Restate word for word the entries below, starting with the line with "white cloud as a reference point." and continuing through the line with "Target: cumulus cloud". Include both of those lines and no others.

(Given records begins)

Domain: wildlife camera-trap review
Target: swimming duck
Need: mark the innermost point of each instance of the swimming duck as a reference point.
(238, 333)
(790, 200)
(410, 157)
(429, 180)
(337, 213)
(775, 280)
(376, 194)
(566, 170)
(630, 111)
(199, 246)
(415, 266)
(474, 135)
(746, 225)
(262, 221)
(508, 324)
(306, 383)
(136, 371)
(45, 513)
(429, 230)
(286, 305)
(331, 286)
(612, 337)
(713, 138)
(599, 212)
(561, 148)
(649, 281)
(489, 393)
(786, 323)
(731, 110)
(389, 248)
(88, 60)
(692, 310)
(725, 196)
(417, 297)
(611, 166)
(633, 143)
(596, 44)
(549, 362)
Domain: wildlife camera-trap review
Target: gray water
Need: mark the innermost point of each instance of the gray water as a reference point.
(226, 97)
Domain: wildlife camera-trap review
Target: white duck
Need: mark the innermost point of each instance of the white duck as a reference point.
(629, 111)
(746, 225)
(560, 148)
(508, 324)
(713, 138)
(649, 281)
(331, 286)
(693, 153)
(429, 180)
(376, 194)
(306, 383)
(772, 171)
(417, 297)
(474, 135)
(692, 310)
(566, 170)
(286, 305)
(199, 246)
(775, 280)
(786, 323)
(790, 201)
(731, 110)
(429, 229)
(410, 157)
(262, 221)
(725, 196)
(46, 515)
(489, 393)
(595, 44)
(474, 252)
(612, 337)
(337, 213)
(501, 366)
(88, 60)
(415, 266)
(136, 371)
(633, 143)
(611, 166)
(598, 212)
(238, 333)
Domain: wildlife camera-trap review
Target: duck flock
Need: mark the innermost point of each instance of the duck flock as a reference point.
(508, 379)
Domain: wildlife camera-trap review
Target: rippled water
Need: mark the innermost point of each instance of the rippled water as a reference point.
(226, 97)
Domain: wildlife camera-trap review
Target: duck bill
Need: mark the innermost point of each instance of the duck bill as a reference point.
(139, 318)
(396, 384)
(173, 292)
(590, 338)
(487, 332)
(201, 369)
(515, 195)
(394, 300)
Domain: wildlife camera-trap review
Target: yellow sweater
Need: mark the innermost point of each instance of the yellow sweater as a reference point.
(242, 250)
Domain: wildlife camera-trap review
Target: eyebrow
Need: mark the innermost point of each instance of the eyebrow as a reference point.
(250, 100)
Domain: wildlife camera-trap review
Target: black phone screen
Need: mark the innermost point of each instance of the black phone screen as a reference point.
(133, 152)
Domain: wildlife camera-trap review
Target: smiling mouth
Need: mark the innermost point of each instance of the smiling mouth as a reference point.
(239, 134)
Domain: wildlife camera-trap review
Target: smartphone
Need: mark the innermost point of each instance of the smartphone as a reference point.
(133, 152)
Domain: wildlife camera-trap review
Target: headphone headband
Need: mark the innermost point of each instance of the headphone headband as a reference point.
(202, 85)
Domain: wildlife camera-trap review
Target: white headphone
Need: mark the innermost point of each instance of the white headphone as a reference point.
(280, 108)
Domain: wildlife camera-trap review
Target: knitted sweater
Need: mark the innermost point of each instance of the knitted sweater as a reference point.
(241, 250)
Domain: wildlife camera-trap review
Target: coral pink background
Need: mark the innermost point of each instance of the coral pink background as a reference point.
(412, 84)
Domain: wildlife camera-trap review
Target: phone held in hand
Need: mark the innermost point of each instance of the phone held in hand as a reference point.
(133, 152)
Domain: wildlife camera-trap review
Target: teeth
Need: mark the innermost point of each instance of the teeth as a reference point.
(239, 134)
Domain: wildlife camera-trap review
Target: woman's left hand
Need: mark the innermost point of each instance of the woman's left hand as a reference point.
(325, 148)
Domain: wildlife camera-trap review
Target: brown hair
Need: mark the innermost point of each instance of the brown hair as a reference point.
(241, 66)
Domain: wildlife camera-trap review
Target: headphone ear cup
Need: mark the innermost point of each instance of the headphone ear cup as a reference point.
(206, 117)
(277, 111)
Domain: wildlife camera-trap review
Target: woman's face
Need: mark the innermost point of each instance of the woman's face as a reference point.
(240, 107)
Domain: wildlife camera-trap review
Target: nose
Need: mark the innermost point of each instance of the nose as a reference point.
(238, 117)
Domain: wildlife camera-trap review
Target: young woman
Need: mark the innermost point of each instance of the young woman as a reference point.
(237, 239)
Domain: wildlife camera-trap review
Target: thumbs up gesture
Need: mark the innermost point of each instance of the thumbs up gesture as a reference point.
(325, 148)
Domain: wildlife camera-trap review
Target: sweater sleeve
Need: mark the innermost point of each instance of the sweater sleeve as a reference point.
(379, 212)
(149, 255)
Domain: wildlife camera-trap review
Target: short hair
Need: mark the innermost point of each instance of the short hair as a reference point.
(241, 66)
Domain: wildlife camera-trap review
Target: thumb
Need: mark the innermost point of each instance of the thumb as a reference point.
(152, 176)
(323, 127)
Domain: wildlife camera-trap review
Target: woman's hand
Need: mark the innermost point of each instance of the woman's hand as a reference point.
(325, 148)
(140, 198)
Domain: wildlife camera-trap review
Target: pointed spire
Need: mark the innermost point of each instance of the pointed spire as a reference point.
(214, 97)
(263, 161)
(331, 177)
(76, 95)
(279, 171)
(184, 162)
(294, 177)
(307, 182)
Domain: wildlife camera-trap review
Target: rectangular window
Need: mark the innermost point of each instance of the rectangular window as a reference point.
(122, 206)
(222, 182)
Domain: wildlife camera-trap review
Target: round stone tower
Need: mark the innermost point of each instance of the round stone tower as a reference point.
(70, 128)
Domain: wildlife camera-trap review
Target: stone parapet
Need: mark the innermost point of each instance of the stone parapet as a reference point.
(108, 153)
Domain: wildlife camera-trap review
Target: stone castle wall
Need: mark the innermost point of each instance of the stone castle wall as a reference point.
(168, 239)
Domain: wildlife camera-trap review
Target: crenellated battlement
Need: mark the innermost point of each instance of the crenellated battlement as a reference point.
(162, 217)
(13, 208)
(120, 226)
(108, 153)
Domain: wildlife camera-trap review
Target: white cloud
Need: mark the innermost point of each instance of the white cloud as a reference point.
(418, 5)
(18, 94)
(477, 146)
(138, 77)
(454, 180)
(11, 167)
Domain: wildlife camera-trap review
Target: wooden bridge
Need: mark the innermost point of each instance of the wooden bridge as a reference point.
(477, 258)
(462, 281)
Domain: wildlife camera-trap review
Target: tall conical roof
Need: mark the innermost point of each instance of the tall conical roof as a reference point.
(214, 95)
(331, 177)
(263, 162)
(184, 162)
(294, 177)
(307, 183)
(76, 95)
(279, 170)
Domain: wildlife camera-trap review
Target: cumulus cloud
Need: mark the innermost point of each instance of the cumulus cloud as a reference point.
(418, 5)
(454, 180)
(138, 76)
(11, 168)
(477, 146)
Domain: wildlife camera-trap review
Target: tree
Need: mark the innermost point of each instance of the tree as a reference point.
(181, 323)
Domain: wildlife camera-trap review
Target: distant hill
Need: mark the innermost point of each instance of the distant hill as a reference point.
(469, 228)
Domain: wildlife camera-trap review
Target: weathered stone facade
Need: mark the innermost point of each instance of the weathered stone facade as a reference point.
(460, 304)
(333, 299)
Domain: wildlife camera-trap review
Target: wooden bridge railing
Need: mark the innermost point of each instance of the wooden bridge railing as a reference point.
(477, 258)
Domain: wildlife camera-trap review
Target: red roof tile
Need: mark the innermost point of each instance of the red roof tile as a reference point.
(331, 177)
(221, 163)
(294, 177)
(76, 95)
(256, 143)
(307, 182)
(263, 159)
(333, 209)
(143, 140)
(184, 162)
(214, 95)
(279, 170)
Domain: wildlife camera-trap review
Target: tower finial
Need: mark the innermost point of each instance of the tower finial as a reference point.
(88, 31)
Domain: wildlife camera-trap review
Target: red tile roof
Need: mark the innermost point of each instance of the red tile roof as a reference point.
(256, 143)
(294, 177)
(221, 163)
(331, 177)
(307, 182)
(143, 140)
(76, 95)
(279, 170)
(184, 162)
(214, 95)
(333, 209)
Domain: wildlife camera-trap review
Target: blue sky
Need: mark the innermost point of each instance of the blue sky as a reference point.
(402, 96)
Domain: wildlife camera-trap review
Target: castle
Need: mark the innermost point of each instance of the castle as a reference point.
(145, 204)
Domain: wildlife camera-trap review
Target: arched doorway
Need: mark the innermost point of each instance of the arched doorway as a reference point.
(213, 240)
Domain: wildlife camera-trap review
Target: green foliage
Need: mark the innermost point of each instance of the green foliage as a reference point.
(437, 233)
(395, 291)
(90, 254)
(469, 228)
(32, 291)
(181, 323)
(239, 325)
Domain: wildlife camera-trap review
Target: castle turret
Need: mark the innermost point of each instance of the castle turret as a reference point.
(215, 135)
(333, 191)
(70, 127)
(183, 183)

(Given records ends)

__Solution for this problem__.
Need: mark the innermost point of each instance of the white cloud as a reference point.
(418, 5)
(18, 94)
(477, 146)
(138, 77)
(454, 180)
(11, 167)
Domain: wildlife camera-trap review
Target: wooden bridge
Need: mark the innermost point of each instance of the wooden bridge as a reference point.
(477, 258)
(462, 281)
Domain: wildlife camera-trap review
Target: tall conical roof
Need: mark the innermost point of each instance of the tall conical roof as a reference point.
(214, 95)
(331, 177)
(263, 162)
(184, 162)
(294, 177)
(307, 183)
(76, 95)
(279, 170)
Domain: wildlife camera-trap review
Target: cumulus cloud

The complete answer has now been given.